• [GIVEN RECORDS]
........
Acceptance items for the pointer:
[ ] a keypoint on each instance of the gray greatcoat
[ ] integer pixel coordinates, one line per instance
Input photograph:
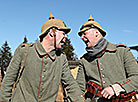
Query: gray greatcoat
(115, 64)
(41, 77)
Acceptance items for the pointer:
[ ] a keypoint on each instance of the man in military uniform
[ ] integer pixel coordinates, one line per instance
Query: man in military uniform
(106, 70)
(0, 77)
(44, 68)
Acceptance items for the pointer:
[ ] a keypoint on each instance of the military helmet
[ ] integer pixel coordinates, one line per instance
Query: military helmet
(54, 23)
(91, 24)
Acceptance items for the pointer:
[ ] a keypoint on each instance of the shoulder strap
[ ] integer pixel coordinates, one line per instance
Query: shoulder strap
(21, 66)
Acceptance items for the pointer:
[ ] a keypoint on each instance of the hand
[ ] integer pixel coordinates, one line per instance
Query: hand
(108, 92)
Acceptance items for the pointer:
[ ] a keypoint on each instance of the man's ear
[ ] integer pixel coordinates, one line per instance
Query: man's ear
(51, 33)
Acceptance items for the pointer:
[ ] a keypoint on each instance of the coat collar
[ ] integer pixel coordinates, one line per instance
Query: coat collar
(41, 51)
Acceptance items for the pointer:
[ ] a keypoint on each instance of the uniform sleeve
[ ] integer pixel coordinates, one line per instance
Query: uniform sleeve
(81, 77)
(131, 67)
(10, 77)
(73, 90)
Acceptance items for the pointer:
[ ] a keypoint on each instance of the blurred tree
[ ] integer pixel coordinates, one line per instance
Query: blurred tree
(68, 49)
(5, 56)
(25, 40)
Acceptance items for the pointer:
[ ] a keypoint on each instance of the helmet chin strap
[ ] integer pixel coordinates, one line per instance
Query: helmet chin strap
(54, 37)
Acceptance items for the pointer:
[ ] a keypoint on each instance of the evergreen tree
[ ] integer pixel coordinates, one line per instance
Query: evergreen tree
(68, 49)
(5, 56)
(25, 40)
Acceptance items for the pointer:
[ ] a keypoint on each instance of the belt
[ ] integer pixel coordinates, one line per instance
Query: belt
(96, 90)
........
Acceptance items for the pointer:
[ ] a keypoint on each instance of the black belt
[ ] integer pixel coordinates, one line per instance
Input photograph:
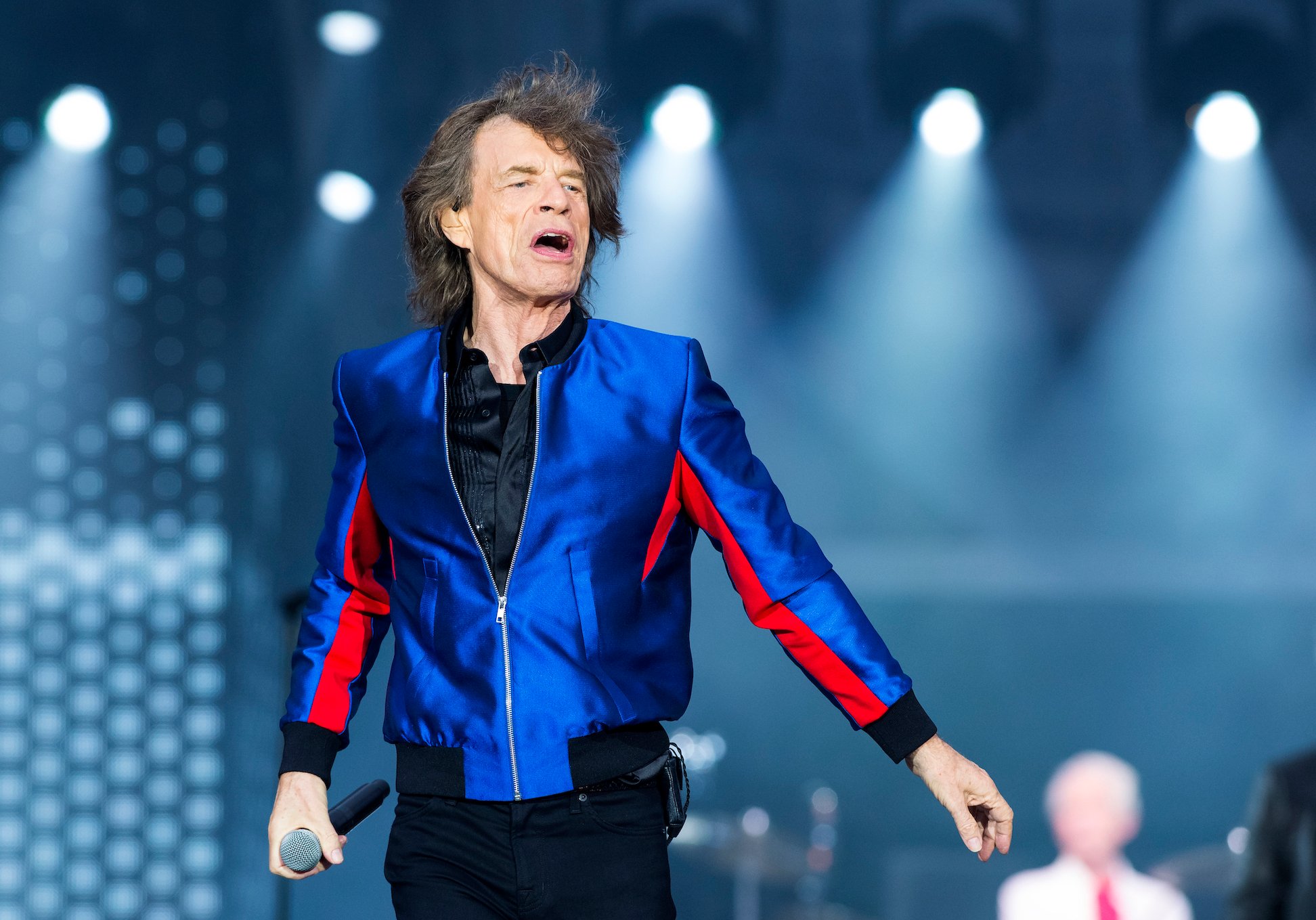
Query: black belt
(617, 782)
........
• [REQUIRED WORK] For this exercise, please output exactly the lines above starting at the line with "Query: man's ear" and ending at the line with "[ ] a keypoint on each instance of the blurred", ends included.

• [OUTPUT BELOW]
Query: man's ear
(51, 33)
Acceptance items for the pointer:
[ ] a keypoint on each instance of the coat collar
[ ] integer pixel coordinates, one line per instance
Query: coat collar
(41, 51)
Acceptance items for the pointer:
[ ] a keypoint on each instance of the uniform sleeve
[ ] integer pixel coordinates, one line per instance
Query: uniform sleeve
(81, 77)
(131, 67)
(10, 77)
(73, 90)
Acceptance items for the pointer:
[ ] a keypoint on each instance of the blurred tree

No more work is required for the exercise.